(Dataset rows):
□ □ □ □ □ □ □
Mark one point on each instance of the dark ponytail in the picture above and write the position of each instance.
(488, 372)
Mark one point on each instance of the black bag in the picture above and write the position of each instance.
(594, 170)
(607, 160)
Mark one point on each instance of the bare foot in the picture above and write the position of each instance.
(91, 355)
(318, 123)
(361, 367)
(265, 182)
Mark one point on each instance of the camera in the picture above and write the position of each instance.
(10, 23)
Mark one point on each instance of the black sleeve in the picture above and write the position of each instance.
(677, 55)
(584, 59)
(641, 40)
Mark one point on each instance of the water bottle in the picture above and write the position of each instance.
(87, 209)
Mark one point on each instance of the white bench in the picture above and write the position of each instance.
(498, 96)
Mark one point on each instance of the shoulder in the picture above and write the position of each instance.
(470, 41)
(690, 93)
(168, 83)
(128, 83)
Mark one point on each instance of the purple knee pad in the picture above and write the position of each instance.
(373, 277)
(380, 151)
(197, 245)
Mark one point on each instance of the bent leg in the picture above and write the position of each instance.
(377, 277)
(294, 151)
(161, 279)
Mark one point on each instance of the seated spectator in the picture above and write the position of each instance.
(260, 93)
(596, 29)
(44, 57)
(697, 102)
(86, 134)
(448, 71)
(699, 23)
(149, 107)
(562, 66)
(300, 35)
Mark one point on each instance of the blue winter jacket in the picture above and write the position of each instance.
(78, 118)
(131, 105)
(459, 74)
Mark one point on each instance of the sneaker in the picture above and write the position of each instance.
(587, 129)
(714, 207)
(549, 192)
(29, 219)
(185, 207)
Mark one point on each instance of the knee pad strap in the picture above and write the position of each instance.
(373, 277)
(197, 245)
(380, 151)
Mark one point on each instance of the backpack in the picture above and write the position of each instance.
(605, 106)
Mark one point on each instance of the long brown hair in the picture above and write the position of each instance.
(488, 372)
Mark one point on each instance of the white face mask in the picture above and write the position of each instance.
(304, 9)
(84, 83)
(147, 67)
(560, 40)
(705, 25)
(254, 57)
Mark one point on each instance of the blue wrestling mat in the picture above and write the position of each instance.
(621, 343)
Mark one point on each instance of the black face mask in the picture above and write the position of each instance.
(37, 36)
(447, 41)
□ □ □ □ □ □ □
Reproduce all of the records above word for word, leaving none out.

Mark one point on each instance of the dark ponytail in the picture above and write the position of each instance.
(488, 372)
Mark one point on each instance of the black bag in the picture above and write the position of each instance.
(594, 170)
(607, 160)
Mark one point on each instance of the bare foot in the picture above and write the position of each instance.
(91, 355)
(318, 123)
(361, 367)
(265, 182)
Mark one point on each instance of the camera in the picture above and write the position of each instance.
(10, 23)
Mark one point on each instance of the black sleeve in the picture above and write the position of each instance.
(677, 55)
(584, 59)
(641, 40)
Mark one point on each instance of the water bottle in the picture above and write the position of each instance.
(87, 209)
Mark one point on each instance of the white bench in the picture above and write the position of each instance.
(498, 96)
Mark one point on each instance of the shoulder in the picture above and write the position of each instance.
(470, 41)
(690, 93)
(168, 83)
(128, 83)
Mark one point on each instance of the purple knee pad in the picture above and write the position of each instance.
(373, 277)
(380, 151)
(197, 245)
Mark one point on each instance of the bent leg in the picture above and write the position of each instance.
(377, 277)
(294, 151)
(161, 279)
Mark one point on each instance of the seated spectator in the picture above and write the position of each instance.
(260, 93)
(596, 29)
(44, 57)
(697, 102)
(86, 134)
(448, 71)
(699, 23)
(149, 107)
(562, 66)
(300, 35)
Mark one point on each instance of the blue winter jacket in the picture above and write the position of each instance.
(78, 118)
(131, 105)
(459, 74)
Mark one point on each instance of the sneaker in the picture above and write the position of each instance.
(587, 129)
(714, 207)
(549, 192)
(29, 219)
(185, 207)
Mark one point on each instance of the knee pad strap in the picture above and write the position of each instance.
(373, 277)
(197, 245)
(380, 151)
Mark one point on each instance of the backpack in the picture above and write the position of each instance.
(605, 106)
Mark one point on each instance of the long brown hair in the picture above and write the position of each instance.
(488, 372)
Mark one point on each instance of the white face mask in the picture above and write the position of each instance.
(304, 9)
(84, 83)
(147, 67)
(560, 40)
(705, 25)
(254, 57)
Mark one point on each instance of the blue wrestling mat in the picture above and write the position of each instance.
(621, 343)
Mark one point on each instance of the black face mask in the picture above and write the position of each instance.
(37, 36)
(447, 41)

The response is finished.